| Problem description |
Only the lines from the one containing "of the yellow" through the end of the entries should be repeated, exactly as they appear, first and last included.

| Data for this exercise |

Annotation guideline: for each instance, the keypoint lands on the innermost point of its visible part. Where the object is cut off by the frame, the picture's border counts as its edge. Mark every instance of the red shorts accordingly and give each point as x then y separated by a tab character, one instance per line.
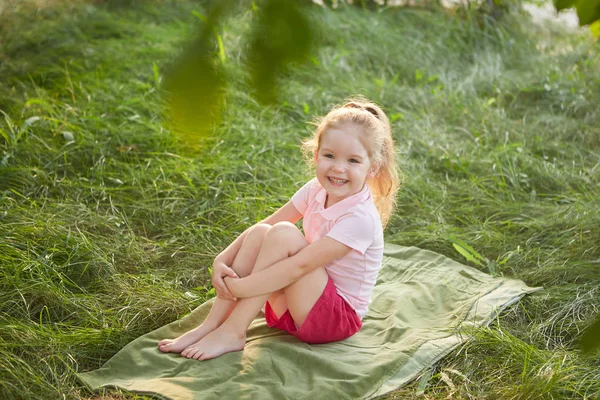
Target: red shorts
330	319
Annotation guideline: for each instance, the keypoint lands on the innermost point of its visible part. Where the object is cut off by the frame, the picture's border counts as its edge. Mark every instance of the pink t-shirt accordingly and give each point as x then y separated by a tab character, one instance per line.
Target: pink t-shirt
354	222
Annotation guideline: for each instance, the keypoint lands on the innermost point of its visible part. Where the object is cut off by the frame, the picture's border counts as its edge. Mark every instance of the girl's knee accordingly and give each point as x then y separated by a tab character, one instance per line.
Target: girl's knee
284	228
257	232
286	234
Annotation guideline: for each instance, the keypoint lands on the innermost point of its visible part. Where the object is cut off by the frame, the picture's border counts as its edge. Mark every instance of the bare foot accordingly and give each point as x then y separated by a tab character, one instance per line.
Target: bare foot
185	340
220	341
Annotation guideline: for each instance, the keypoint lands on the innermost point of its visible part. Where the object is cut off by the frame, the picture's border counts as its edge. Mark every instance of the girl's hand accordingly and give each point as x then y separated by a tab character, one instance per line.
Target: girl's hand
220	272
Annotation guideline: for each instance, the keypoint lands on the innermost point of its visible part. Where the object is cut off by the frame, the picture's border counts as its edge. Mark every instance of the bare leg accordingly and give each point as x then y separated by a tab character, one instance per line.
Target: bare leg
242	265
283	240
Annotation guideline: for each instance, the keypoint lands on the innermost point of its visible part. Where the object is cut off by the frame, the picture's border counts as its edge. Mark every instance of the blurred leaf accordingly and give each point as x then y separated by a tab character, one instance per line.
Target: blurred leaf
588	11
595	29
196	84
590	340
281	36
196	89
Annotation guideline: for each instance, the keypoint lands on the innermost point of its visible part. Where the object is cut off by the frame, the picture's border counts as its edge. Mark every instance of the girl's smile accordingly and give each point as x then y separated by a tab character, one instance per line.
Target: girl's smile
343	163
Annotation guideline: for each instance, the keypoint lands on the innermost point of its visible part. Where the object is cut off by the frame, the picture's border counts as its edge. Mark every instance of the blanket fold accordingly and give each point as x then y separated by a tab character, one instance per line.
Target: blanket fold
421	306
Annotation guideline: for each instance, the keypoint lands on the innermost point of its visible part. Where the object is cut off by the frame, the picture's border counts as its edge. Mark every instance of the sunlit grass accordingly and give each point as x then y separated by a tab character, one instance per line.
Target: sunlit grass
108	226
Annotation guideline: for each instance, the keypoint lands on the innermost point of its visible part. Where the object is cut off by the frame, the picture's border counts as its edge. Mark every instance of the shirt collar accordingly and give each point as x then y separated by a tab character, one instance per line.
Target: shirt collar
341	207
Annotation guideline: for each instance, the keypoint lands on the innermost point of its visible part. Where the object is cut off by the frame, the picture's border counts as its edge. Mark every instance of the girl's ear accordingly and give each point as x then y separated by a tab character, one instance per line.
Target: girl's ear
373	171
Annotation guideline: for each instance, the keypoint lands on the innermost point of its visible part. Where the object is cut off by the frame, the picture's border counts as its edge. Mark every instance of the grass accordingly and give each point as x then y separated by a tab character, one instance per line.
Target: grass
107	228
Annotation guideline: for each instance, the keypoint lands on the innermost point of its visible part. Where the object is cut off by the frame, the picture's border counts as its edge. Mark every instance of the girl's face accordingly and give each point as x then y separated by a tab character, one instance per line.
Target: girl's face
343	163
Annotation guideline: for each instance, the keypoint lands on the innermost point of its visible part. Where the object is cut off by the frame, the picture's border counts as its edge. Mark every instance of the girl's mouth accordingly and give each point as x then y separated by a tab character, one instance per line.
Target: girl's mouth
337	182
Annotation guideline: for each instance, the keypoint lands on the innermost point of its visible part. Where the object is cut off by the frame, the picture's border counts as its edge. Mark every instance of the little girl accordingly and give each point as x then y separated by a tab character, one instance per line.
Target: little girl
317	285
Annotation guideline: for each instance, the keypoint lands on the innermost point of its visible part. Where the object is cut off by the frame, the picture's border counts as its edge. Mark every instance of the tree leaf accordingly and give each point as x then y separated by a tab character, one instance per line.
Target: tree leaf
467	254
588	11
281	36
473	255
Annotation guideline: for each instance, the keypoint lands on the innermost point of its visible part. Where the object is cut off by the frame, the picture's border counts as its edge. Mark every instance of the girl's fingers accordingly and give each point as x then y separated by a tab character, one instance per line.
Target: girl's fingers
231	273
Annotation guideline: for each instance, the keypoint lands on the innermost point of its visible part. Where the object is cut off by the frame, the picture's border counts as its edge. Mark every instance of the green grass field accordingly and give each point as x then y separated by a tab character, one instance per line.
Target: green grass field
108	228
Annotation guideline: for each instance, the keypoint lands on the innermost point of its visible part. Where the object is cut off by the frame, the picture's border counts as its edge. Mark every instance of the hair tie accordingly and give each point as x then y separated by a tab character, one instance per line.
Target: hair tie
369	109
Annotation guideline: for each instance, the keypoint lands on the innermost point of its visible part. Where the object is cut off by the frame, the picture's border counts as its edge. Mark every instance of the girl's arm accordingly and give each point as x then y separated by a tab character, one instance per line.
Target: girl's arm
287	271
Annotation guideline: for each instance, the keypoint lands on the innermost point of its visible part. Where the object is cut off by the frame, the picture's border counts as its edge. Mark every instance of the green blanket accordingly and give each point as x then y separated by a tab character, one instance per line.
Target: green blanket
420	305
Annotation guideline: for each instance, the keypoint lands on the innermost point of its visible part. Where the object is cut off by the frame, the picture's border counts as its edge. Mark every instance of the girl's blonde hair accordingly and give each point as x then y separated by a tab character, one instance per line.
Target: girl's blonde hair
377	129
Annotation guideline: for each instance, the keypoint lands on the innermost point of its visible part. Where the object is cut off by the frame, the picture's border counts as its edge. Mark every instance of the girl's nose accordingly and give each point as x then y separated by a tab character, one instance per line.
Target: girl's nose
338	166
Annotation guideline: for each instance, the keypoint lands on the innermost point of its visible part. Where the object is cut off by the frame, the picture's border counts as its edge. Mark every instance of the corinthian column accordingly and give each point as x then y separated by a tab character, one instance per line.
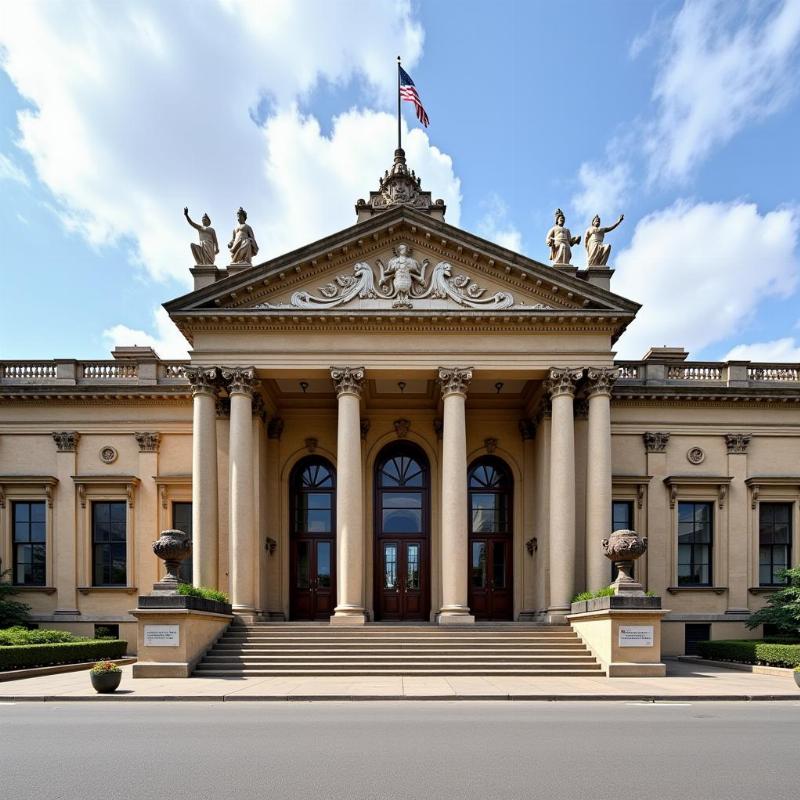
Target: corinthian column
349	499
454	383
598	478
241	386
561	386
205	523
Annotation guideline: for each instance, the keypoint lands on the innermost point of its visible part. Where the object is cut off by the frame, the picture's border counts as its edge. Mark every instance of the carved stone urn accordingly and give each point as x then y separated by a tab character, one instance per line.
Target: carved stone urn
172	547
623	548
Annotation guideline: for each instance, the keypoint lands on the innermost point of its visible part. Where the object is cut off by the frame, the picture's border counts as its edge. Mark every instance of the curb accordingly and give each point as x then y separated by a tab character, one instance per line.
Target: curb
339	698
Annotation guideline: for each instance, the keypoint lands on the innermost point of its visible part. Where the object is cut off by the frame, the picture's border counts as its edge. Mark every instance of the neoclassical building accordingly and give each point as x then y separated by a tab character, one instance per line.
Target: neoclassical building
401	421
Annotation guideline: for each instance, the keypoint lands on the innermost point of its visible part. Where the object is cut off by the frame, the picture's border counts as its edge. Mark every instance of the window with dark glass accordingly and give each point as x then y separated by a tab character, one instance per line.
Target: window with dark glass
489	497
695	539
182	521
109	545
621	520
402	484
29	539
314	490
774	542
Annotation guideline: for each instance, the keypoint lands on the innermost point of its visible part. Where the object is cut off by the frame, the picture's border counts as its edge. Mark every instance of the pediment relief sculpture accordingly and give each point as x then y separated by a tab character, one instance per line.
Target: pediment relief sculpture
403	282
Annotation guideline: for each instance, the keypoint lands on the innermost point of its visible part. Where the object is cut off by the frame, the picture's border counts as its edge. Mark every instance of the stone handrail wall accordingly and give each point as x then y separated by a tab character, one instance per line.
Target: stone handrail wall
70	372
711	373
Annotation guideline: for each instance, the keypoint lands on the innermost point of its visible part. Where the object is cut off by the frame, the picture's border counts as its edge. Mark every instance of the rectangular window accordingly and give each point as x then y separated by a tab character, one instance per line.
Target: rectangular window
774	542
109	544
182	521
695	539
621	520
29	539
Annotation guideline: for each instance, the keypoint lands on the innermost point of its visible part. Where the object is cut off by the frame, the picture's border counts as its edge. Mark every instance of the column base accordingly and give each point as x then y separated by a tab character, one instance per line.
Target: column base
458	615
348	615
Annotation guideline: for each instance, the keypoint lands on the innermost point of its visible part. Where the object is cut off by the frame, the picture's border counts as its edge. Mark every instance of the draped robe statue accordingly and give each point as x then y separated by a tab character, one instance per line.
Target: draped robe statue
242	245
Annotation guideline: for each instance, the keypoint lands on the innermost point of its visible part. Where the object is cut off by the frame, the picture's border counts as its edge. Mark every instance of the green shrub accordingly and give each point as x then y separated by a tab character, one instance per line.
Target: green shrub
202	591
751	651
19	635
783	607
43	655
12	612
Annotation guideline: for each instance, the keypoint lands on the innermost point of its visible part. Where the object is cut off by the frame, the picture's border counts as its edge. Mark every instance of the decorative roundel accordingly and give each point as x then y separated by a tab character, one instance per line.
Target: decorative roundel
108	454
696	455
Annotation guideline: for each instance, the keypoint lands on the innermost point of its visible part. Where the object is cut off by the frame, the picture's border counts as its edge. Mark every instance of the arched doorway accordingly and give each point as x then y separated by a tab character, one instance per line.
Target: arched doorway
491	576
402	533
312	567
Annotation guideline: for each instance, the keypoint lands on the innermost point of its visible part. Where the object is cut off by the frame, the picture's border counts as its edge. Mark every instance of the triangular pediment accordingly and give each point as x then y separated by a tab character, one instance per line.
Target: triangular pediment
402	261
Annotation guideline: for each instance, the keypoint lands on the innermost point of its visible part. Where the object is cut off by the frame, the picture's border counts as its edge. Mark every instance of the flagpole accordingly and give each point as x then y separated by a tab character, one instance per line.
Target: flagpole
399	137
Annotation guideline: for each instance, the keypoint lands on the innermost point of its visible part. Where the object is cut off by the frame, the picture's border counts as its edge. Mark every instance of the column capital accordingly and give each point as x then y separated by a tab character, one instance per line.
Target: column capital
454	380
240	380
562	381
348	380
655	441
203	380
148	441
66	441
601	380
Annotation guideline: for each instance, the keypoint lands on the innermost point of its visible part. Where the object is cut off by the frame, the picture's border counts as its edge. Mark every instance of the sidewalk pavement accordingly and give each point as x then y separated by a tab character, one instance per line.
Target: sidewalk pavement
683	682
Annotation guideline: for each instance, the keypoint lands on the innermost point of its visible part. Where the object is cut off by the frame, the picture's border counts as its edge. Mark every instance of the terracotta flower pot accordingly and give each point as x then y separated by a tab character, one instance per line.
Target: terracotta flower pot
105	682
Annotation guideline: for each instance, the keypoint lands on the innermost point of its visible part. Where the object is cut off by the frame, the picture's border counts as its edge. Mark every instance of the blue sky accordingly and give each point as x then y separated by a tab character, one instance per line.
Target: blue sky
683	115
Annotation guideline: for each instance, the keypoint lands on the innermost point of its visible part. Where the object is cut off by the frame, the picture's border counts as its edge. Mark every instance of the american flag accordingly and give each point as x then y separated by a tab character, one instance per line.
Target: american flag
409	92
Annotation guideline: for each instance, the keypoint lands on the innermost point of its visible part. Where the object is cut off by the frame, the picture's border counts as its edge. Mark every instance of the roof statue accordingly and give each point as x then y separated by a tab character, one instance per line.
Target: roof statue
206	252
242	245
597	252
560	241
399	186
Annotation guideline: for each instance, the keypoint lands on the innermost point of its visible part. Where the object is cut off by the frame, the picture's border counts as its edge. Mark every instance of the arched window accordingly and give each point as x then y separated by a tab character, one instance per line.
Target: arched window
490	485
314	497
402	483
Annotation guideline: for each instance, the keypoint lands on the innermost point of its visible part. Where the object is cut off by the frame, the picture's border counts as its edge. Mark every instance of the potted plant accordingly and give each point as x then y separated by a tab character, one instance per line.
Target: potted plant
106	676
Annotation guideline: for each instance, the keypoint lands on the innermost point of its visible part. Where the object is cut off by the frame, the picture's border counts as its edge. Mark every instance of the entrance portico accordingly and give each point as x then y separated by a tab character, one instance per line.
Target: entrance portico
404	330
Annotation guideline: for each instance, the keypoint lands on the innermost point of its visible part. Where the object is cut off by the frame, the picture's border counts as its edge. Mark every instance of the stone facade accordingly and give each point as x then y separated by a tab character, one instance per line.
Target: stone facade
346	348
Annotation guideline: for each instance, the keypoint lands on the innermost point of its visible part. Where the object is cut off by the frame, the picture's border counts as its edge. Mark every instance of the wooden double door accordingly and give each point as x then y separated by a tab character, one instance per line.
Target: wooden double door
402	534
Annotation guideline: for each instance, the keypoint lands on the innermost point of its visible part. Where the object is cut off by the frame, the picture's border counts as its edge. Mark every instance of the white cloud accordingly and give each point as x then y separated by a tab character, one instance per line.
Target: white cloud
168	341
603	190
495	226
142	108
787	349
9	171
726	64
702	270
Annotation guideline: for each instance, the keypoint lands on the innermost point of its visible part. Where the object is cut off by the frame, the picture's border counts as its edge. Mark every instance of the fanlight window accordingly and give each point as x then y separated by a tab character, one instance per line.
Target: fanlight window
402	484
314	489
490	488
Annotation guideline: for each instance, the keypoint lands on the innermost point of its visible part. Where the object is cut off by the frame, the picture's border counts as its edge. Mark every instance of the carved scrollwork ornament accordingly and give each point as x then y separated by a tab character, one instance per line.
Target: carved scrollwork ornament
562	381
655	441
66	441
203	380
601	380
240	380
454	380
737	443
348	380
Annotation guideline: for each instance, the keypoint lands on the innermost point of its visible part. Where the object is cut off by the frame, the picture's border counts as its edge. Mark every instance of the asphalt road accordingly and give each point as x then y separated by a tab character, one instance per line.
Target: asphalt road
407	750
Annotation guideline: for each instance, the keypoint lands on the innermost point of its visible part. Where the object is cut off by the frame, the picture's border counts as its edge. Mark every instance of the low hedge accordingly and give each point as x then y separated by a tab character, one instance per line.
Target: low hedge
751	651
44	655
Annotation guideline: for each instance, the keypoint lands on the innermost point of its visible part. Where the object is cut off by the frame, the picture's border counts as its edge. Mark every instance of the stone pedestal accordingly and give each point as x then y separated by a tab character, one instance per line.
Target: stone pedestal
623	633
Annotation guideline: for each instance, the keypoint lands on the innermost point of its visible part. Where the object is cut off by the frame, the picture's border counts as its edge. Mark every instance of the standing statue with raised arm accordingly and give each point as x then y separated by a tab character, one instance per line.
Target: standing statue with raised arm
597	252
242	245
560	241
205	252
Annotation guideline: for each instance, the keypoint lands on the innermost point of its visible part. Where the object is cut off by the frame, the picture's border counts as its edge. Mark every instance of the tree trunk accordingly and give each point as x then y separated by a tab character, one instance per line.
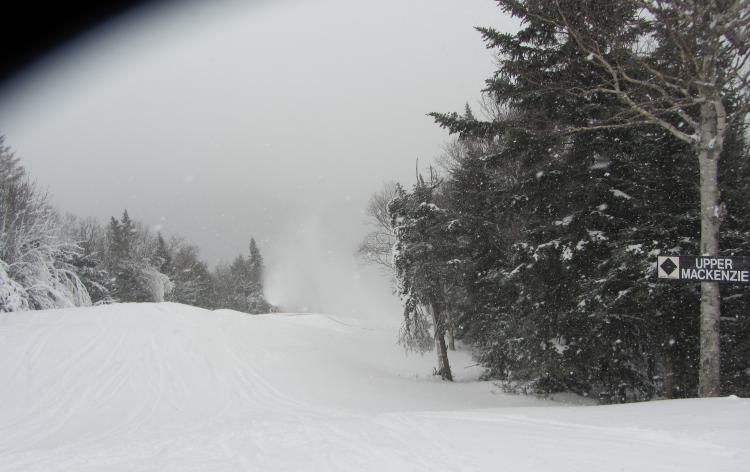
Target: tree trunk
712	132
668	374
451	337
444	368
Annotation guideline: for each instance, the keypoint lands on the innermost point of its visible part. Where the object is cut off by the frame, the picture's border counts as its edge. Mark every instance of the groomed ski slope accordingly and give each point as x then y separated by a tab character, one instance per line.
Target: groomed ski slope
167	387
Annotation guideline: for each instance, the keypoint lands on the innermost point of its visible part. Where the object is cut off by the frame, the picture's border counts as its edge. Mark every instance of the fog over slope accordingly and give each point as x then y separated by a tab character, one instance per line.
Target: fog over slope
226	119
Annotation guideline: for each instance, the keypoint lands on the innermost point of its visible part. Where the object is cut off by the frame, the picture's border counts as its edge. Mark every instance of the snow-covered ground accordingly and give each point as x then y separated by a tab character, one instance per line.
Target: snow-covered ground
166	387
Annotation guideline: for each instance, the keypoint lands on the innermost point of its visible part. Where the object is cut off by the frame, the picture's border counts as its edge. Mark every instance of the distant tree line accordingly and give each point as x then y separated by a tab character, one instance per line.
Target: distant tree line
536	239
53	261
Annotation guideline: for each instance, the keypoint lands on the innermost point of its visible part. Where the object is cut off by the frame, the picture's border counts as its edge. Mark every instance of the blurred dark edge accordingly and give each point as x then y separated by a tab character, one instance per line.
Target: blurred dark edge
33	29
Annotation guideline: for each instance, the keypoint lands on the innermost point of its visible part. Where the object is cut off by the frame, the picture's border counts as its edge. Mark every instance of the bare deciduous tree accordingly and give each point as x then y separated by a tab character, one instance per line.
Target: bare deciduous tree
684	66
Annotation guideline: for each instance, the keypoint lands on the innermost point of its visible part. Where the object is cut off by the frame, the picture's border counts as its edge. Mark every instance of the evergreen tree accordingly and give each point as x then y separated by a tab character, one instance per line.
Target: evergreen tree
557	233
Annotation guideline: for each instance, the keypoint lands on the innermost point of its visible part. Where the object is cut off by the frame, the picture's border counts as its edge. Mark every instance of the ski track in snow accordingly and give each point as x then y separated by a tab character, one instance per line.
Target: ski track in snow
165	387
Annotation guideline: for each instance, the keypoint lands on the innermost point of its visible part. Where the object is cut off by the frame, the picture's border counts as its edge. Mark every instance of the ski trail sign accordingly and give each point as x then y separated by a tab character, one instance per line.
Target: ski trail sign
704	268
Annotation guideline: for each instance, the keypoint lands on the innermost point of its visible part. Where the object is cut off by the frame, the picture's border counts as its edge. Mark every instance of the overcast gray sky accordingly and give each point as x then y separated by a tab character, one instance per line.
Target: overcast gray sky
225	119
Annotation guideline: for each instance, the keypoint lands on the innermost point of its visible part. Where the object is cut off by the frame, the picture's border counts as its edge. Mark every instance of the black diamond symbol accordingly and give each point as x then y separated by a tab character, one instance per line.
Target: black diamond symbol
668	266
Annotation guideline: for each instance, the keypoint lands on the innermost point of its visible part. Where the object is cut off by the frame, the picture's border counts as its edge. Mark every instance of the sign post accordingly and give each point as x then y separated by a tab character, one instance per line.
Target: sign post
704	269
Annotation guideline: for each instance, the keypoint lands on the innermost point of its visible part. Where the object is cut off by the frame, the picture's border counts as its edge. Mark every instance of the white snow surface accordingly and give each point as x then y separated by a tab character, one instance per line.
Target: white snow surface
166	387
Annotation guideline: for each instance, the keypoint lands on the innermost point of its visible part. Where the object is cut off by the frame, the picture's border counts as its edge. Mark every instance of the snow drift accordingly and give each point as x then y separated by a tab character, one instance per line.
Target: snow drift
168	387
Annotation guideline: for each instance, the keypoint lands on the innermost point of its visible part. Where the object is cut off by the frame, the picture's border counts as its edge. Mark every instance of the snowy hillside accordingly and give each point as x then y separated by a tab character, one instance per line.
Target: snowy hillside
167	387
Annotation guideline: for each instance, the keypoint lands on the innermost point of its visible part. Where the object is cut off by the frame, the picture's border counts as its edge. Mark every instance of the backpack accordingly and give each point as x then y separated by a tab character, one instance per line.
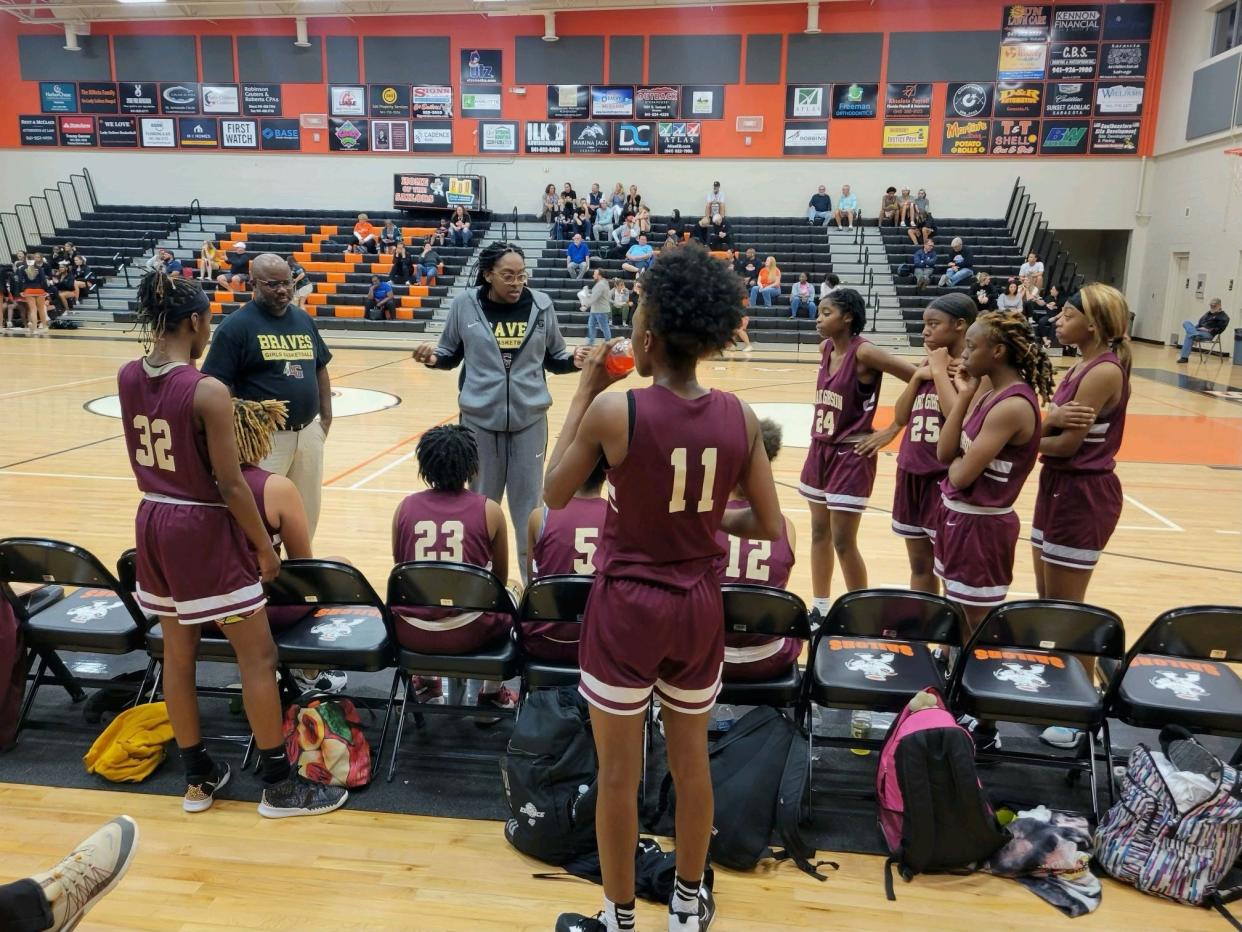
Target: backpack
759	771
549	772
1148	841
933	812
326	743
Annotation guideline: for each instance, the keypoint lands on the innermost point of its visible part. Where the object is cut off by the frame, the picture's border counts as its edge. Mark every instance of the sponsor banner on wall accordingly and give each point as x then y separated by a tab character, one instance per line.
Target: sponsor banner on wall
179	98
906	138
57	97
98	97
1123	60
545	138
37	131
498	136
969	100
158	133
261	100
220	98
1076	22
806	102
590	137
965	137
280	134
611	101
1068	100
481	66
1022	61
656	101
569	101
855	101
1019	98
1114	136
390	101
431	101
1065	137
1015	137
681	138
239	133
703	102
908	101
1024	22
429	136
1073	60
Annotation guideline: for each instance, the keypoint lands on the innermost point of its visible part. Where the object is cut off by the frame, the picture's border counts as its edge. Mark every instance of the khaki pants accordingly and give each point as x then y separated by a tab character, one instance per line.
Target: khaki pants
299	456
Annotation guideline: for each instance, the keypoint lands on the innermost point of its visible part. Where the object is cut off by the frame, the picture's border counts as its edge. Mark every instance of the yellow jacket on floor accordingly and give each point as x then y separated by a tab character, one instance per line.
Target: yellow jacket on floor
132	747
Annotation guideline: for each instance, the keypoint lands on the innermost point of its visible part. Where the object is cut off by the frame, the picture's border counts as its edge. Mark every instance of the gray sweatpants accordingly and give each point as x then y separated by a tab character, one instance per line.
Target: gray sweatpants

| Task response |
Annotation guideline: for each instance, the keypoint lands on the innermost point of its visible part. Where the object is cut off by the frame, the picture's border counts as its edge. Mark every instance of the yellow jacket on floor accordingly and give each point as x then y separated by a tab character, one instance per line.
Target: yellow jacket on floor
132	747
Annotation guideline: for each instance, the keypoint lands on the innermost point of its visible part. Where the object is cut off by the frame, the picture's border counts as its edge. Mark every instance of the gray sweatpants accordingly and give each point as x then y separated by a tab character, one instance per line.
Target: gray sweatpants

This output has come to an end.